-------- ENTRIES
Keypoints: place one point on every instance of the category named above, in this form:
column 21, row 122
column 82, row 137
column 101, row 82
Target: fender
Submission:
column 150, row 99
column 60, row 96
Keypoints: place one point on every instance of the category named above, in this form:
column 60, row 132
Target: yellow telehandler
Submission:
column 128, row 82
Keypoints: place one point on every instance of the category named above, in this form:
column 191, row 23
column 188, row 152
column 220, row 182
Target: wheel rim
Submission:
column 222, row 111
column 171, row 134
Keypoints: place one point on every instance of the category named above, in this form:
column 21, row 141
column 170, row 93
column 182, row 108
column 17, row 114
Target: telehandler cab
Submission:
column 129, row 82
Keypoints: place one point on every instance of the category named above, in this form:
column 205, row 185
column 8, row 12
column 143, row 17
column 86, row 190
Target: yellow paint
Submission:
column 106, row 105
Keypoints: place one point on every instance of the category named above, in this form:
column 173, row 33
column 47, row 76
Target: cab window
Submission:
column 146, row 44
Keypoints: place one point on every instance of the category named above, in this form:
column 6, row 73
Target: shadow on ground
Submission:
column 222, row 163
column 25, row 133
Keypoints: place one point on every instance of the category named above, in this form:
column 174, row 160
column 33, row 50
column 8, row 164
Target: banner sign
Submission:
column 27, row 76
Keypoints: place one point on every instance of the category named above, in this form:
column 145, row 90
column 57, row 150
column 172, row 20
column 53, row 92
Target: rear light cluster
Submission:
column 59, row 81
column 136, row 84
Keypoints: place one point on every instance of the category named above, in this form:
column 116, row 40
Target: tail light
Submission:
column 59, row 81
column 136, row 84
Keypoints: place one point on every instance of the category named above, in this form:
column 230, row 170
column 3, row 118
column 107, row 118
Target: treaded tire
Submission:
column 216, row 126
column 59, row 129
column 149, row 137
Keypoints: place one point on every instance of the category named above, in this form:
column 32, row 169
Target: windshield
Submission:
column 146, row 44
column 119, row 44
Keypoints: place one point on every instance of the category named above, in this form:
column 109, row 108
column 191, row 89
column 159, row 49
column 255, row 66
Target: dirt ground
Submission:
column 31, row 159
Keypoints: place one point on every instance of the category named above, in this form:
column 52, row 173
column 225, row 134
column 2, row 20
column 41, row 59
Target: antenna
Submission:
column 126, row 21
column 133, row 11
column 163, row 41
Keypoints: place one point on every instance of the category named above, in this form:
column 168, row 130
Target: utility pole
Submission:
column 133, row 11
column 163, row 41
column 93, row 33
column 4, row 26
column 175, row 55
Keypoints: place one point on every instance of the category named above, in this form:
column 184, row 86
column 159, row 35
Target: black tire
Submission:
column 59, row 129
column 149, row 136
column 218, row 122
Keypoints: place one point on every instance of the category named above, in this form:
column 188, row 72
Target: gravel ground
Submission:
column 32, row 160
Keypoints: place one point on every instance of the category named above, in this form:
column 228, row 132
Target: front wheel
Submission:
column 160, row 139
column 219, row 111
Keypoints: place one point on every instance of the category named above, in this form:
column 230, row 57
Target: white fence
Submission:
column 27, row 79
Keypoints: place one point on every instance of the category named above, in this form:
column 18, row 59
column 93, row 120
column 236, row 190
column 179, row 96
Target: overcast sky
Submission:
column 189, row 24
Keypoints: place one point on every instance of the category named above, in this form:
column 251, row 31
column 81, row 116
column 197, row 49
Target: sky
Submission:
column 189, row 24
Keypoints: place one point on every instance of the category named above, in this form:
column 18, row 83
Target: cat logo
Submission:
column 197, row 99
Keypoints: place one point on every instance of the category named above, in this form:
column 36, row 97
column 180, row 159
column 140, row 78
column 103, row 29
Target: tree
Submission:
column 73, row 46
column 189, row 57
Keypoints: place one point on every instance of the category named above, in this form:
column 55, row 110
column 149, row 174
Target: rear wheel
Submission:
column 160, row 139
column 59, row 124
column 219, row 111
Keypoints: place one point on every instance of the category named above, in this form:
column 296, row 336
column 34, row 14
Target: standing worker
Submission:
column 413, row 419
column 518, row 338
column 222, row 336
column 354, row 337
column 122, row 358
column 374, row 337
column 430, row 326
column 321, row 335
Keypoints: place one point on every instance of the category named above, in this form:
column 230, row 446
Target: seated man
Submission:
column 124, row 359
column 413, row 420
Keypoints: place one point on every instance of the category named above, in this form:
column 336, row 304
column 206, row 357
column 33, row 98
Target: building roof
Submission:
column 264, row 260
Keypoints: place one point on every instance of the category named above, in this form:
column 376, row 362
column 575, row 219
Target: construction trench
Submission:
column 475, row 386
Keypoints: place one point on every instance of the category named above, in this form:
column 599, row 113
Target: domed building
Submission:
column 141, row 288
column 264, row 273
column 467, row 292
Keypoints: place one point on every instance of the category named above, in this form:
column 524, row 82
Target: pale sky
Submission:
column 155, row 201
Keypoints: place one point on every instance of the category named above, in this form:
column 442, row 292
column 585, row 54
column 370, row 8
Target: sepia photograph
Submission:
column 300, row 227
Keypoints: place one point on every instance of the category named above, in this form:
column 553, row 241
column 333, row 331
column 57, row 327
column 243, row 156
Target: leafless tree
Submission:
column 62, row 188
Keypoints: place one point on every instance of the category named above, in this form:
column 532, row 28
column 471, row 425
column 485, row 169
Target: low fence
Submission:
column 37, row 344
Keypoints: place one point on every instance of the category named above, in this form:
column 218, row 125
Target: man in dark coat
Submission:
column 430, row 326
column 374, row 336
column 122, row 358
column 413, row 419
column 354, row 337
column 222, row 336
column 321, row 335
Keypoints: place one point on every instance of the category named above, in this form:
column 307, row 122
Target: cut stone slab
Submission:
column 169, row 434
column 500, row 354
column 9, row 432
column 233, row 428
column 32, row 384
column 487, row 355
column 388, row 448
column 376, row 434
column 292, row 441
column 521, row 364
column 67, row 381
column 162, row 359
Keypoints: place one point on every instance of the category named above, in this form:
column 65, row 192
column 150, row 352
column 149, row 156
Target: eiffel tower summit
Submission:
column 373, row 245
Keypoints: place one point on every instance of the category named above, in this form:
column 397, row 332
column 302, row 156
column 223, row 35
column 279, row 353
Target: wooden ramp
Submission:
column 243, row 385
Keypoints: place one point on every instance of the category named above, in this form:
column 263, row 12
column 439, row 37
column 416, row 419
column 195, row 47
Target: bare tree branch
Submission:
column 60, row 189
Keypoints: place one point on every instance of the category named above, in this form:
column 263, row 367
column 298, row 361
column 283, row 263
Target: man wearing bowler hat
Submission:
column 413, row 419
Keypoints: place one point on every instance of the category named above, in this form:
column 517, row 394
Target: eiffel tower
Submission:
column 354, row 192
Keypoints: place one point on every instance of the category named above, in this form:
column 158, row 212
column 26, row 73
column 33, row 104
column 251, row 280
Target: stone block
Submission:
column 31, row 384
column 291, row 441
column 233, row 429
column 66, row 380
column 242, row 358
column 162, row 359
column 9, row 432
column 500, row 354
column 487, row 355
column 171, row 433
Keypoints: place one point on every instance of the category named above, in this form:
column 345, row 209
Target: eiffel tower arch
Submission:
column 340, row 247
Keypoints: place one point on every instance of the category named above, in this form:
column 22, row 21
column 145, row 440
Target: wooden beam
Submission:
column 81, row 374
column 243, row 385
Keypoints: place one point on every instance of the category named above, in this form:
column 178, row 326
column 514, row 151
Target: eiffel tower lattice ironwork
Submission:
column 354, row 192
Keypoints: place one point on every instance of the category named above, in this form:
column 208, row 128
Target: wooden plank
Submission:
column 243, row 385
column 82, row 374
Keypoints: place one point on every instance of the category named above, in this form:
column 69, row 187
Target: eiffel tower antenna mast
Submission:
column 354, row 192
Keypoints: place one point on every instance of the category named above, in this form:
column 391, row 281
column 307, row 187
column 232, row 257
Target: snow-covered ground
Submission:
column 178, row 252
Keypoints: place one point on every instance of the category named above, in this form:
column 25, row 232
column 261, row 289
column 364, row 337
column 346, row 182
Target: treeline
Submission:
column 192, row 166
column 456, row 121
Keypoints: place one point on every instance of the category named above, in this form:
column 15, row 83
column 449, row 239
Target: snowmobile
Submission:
----------------
*WHAT YOU HAVE TO DO*
Count the lines in the records above that contain the string "building". Reply with the number only.

*SOLUTION TO THIS PROBLEM*
2